■ **BLOQUE DE TEXTO**:
┌──

Quien dice organización, dice oligarquía"
(Robert Michels)
Amamos odiarlos. La figura del villano nos redime aparentemente y nos alivia nuestra propia carga moral (el hombre condenado a ser libre de Sartre, pero también de Fromm).
Bárcenas (O Urdangarín) es el malvado necesario en el cual descargar nuestro odio. Lo es con fundamento, por su descaro, por sus flagrantes crímenes, por su orgulloso cinismo.
Suspiramos aliviados, y tenemos a nuestro tótem, nuestro muñeco, nuestro culpable. Y no somos nosotros, entonces, más que piezas frágiles de un sistema demasiado podrido, demasiado vasto, una oscura tela de araña que atrapa a todo aquel que se aventura a salir en busca de lo público común, de la política.

└──

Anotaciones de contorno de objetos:

┌──

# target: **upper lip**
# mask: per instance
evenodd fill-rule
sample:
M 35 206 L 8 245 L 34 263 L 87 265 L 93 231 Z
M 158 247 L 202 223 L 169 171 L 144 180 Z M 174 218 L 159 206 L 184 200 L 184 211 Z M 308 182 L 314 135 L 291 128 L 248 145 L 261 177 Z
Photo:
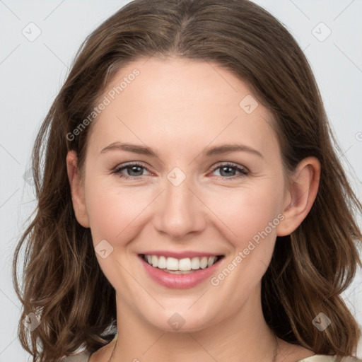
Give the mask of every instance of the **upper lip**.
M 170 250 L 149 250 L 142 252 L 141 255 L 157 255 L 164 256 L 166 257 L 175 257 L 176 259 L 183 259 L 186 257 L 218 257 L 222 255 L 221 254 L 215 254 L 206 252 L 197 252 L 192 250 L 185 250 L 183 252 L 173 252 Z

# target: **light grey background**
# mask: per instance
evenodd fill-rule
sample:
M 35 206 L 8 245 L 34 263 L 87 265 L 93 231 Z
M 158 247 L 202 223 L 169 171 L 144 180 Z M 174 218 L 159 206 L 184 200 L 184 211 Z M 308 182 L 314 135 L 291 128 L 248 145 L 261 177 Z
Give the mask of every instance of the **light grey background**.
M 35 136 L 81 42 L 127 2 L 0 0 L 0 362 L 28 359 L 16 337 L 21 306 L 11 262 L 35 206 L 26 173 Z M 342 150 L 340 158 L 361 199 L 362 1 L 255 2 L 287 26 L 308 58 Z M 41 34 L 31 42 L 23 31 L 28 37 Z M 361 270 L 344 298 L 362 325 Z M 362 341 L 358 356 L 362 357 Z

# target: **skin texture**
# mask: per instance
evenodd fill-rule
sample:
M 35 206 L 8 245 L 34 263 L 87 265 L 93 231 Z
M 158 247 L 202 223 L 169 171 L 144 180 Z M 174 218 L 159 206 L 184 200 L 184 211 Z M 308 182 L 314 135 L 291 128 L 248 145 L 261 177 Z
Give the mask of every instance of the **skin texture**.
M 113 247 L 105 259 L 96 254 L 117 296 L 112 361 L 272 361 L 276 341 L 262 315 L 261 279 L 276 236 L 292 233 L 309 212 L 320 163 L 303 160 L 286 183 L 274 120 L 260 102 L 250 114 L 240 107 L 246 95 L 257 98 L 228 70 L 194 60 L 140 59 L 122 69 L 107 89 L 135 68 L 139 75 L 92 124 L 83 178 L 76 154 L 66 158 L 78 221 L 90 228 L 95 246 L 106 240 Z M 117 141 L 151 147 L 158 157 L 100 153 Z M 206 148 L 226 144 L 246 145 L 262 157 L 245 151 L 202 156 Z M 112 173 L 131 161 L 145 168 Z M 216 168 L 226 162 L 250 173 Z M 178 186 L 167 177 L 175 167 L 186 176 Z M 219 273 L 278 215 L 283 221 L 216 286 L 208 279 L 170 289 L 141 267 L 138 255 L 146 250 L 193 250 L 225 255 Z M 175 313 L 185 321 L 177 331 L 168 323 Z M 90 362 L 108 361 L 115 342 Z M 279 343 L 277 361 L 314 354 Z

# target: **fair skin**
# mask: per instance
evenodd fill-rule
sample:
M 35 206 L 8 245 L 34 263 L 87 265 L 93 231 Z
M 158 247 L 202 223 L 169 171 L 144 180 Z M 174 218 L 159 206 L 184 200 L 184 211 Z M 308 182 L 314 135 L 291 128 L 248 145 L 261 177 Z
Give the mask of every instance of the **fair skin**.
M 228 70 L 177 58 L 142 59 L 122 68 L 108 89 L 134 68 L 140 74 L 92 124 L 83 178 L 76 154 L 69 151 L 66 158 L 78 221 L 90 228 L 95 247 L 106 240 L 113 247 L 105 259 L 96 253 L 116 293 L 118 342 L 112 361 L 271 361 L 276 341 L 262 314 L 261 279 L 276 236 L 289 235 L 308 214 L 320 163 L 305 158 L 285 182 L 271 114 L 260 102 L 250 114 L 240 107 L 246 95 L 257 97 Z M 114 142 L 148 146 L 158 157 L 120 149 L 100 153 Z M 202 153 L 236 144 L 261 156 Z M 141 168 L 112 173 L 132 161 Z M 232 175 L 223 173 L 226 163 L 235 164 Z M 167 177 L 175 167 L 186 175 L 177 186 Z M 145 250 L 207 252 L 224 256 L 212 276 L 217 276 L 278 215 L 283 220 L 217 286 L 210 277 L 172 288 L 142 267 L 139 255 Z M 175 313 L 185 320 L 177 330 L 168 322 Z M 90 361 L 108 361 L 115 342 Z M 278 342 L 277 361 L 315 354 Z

└──

Según el bloque de texto, ¿por qué motivos Bárcenas es con fundamento el malvado en quien descargar el odio?

■ **RESPUESTA ESCRITA**:
Por su descaro, por sus flagrantes crímenes y por su orgulloso cinismo.